WHAT TO WORK ON: Carry on the piece about Grandpa Ed and the children's grandmother, starting right after its last sentence.

The Essence of Ed


The book, The Last Chinese Chef by Nicole Mones, opens with such a poetic passage:


What is the most exalted peak of cuisine? Is it the freshest ingredients, the most complex flavors? Is it the rustic or the rare? It is none of these. The peak is neither eating nor cooking, but the giving and sharing of food. Great food should never be taken alone. What pleasure can a man take in fine cuisine unless he invites cherished friends?”

A few weeks ago I took the kids to visit their grandmother and Ed on the Alsea River.


For as long as I’ve known my children’s grandmother, their father’s mother, she has opened her home and heart to family and friends, enticing them to stay with delicious food. She was an angel, descending from Costco, filling our house with soups and roasted turkey, homemade elephant ears and nourishment when I came home from a long hospital stay after Emma was born. When she is worried or wanting to show her concern for family, she cooks. Making food from scratch and sharing it is her absolute favorite thing to do, and over the years she’s played the motherly-hostess at countless picnics, barbeques, birthday parties and celebrations. Her love for family goes into everything she makes.
Grandpa Ed is the exact same way. When you first meet him, based on his demeanor, you might mistake him to be a slightly grizzled curmudgeon. Retired from the Forestry Service, Ed at first is a bit quiet, aloof, and if you didn’t know better, shy. He grows blueberries on the property, teaches his grandchildren to fish, and wears western style shirts and suspenders like nobody’s business.

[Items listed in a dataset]
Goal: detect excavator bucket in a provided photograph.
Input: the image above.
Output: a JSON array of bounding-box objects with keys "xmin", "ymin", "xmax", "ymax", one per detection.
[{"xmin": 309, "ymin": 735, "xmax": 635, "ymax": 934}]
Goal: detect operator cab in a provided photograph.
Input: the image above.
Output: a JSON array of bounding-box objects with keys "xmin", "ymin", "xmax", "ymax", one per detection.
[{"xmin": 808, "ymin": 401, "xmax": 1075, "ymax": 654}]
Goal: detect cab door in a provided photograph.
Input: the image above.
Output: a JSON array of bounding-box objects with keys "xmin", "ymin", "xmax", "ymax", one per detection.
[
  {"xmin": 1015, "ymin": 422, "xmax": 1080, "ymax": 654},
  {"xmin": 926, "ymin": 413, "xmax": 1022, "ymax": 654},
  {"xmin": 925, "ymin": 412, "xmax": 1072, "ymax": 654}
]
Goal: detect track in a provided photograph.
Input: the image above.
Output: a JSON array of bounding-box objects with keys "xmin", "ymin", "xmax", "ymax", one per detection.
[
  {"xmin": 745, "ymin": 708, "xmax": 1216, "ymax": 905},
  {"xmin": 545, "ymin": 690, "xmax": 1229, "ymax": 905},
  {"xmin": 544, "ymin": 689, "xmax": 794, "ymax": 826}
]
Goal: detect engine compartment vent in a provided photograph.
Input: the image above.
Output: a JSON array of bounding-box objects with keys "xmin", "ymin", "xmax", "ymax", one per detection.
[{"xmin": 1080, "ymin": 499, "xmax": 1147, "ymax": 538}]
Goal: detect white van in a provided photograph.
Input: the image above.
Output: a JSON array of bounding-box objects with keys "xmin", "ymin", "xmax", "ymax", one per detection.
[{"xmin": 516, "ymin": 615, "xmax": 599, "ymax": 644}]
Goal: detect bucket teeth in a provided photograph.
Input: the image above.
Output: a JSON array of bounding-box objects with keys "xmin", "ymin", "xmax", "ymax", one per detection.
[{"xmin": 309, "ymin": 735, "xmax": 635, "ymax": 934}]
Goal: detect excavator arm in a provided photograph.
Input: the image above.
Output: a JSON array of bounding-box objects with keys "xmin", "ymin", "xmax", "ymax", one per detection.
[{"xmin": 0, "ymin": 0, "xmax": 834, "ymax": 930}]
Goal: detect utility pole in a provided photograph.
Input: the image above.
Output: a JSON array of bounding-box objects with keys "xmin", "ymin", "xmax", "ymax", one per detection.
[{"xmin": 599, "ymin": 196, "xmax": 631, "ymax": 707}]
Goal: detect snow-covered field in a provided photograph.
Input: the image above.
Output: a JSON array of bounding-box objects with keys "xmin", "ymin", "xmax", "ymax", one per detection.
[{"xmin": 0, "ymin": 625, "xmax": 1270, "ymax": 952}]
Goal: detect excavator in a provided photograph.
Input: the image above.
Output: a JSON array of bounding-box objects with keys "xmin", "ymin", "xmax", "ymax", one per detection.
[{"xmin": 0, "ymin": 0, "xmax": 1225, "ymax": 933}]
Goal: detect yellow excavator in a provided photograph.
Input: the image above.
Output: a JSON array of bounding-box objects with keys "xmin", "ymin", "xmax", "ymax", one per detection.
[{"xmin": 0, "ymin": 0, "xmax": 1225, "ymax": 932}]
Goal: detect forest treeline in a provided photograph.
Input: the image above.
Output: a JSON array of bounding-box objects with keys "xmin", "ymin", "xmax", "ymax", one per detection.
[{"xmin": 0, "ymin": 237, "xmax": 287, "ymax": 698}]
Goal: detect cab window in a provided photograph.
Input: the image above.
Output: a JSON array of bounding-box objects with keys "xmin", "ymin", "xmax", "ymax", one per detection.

---

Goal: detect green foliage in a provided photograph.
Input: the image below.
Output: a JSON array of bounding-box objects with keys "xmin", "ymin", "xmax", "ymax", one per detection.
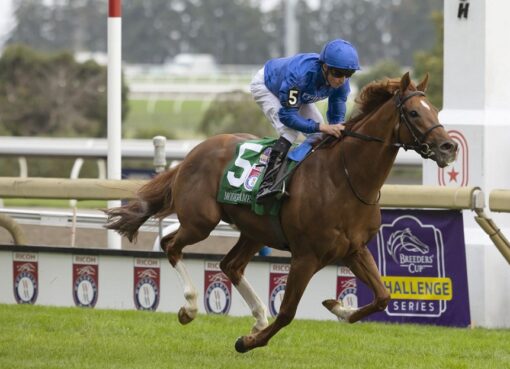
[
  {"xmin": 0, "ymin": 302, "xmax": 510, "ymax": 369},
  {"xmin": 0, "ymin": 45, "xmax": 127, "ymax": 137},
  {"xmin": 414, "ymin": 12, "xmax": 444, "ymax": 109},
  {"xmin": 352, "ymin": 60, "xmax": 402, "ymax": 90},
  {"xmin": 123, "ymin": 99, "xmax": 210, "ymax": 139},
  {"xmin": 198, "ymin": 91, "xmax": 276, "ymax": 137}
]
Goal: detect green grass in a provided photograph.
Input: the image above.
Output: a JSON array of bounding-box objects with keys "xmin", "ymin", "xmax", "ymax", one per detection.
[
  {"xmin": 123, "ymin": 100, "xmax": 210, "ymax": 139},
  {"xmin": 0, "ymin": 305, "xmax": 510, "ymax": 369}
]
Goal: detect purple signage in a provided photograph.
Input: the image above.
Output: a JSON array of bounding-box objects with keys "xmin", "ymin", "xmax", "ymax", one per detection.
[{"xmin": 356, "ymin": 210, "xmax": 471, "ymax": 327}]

RESPONSE BOX:
But Ed is much more than that. He, like Marilyn, dotes on family and adores his grandchildren and his ancient dog Ty, (both of whom hover around his legs in the kitchen for treats while he cooks) And he shows that love through his cooking.


Over Memorial Day weekend, we relaxed in their cabin on the river. The kids fished from the little dock, we went for long walks down winding gravel roads and played cards and dominos at the kitchen table when it rained. Always, in the background, was the comforting smell of delicious homemade food. We woke up every morning to the scent of Ed’s famous sourdough blueberry pancakes and bacon. Marilyn baked bread and made cinnamon rolls to serve with dinner, and around 4:00, the deep, smoky scent of savory marinated steaks roasting on the barbeque on the deck tempted us to stay forever.



Bikram, one of the chef’s at Oregon Culinary Institute, once told me about a woman in his class was cutting a potato. She was so intent, gripping the knife tightly, her mouth in a hard line, and she sawed at it violently. He’d stopped her, laid his hand gently over hers and asked her what was wrong. Her shoulders let go their tense elevated position and she immediately burst into tears. He said she’d told him she was angry, she’d had a bad day, nothing was going right. “Be calm.” Bikram advised. “Take a breath. Relax. Do not let your anger come into your food. It will make it bitter.”



Chef is from Nepal, descended from a long line of Ayurvedic Physicians, and although his passion is not medicine but food, he understands the link between food and health. He understands and teaches his students about the deep, almost medicinal connection between cooking and the soul. He’s the one who’s taught me about how much better food tastes and how much more nourishing, even spiritually, food can be when it’s made with “a content heart”. He reminds students that some of who they are, how they are feeling, the essence of the chef, is like spice. It seeps in, like flavor, to what you cook. I believe it. However few ingredients or rustic the dish, if it’s made by people who care or who love you, it tastes better than the most expensive or exotic meal.


Ed’s blueberry pancakes, his secret barbeque sauce,  and Marilyn’s chicken soup, dinner rolls and chocolate whipped cream Worm Cake, (she makes for my children every year for their birthdays) tastes like family and home.


After all, the very essence of good food is love.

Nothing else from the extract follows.